Task to complete: Everything from the line containing "If you could mark the grass patch" through the last line of the records must be returned verbatim, and nothing outside that range.

+++ The data +++

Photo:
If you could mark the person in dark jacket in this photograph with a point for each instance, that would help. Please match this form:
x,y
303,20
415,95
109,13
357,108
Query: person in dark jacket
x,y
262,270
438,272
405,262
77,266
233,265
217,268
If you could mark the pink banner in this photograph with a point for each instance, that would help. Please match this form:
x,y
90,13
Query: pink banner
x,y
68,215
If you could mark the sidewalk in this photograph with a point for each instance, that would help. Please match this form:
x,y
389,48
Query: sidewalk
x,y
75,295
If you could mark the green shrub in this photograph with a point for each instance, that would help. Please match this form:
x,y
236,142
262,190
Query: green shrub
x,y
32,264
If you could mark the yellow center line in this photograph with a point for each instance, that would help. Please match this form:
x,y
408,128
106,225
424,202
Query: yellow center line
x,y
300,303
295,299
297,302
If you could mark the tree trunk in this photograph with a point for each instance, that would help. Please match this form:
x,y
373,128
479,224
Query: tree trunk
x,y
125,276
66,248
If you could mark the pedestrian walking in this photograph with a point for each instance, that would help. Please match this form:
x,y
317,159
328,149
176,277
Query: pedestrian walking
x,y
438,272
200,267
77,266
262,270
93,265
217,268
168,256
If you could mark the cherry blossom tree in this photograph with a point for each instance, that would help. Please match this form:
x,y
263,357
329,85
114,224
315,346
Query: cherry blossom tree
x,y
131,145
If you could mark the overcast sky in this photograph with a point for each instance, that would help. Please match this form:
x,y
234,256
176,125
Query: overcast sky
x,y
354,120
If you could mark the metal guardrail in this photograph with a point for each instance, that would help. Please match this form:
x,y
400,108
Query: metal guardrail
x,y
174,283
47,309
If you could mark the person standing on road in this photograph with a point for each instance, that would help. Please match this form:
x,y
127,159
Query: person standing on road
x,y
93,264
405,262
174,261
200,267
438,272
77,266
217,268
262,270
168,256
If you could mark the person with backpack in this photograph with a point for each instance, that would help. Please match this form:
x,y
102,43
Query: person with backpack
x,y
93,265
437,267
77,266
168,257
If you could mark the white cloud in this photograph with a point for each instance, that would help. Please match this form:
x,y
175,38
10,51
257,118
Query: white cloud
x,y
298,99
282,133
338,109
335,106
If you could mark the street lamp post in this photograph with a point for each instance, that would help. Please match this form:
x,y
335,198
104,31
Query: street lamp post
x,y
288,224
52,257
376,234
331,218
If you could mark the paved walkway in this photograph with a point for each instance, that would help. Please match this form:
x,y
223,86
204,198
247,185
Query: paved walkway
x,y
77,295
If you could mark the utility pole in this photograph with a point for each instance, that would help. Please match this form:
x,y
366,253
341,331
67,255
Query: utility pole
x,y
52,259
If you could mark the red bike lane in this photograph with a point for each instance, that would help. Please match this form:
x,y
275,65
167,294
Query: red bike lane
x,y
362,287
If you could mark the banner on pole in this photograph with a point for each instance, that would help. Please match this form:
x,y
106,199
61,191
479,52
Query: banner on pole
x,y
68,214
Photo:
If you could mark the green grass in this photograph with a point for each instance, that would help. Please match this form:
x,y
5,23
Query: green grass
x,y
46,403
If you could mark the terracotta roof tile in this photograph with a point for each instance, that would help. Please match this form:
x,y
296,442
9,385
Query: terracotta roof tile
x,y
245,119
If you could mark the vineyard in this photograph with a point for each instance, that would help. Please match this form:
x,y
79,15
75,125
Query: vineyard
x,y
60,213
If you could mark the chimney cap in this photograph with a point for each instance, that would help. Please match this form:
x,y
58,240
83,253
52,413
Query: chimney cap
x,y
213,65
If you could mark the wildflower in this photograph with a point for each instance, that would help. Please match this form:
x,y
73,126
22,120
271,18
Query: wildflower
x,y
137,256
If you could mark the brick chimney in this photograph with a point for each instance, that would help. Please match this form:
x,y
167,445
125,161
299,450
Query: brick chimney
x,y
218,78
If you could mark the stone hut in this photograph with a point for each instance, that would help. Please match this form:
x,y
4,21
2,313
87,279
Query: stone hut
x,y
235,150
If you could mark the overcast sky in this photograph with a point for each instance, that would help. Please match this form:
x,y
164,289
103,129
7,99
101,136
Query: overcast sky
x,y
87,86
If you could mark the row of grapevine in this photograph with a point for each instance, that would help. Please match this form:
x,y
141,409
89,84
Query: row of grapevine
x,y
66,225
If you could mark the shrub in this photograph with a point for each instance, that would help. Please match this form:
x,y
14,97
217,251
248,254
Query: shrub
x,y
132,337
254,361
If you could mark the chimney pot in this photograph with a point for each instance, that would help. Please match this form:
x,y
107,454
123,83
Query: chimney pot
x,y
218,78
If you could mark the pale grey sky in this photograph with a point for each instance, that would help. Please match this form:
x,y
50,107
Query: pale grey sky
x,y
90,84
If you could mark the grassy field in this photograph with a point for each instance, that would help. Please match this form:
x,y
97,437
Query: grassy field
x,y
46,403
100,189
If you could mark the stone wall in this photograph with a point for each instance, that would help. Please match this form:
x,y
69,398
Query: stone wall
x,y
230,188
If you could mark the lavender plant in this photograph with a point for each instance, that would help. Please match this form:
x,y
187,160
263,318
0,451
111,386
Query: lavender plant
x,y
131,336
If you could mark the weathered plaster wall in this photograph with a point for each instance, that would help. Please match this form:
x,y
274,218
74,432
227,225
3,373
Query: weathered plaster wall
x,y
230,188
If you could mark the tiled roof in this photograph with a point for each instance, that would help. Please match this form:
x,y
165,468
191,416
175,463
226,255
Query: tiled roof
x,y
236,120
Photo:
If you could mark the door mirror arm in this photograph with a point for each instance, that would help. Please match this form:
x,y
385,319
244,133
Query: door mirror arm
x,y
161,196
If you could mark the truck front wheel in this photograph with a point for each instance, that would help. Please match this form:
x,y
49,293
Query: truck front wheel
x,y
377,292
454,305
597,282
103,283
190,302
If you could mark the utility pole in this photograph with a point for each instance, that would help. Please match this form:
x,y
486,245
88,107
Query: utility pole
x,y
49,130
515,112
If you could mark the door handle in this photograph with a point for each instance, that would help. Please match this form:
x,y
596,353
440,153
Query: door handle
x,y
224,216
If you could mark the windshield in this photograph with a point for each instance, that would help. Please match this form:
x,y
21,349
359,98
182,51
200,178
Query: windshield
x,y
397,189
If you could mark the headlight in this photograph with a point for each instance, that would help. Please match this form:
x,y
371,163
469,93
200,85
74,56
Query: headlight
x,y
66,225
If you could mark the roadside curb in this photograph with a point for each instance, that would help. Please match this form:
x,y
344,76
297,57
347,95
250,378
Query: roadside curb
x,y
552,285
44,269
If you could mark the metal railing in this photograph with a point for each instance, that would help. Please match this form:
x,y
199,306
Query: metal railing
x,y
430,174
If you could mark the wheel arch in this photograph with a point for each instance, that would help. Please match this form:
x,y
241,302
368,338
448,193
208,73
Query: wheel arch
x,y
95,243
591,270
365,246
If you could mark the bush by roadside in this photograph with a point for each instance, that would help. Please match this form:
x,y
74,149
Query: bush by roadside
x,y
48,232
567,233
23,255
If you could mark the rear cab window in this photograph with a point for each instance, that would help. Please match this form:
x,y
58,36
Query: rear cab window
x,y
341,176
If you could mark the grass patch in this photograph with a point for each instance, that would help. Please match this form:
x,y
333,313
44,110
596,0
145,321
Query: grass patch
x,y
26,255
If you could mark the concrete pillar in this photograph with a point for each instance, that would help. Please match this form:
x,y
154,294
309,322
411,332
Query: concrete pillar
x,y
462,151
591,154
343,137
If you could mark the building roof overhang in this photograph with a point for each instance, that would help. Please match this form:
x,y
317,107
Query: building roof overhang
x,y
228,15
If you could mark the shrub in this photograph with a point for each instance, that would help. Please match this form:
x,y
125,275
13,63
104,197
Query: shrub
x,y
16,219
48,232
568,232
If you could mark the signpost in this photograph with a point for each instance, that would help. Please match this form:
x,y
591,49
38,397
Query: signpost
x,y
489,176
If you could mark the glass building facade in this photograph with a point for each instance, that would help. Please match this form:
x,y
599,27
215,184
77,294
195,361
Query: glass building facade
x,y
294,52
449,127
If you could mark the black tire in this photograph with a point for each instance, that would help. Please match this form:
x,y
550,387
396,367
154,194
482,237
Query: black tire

+++

Answer to this exercise:
If you could mark the grass patch in this photograph with a point for each instance, that would help. Please match this form:
x,y
333,313
44,110
596,0
145,321
Query: grass patch
x,y
26,255
If you could mark the concrete pillar in this photograph with a point for each instance, that would help. Please match this form:
x,y
154,294
309,322
411,332
Query: concrete pillar
x,y
462,151
591,154
343,137
If you could mark the building roof overhang in this photograph with a point for each instance, that would help. Please match this form:
x,y
317,107
Query: building roof overhang
x,y
228,15
If you could mark the shrub in this photograph with a point for each instance, that would help. Please match this form:
x,y
125,275
13,63
104,197
Query: shrub
x,y
16,219
48,232
568,232
If you could mark the signpost in this photograph with a point for each instance, that would help. Please match this form:
x,y
591,49
38,397
Query: signpost
x,y
489,176
If you could mark the glass building facade in this photograph with a point for each instance, that would help. Please match this form:
x,y
599,27
215,184
77,294
195,361
Query: glass building facade
x,y
294,52
449,127
If you could mark the black tire in this photograph with a point for each instance, that would help. Please match this form:
x,y
550,387
396,367
154,194
482,237
Query: black tire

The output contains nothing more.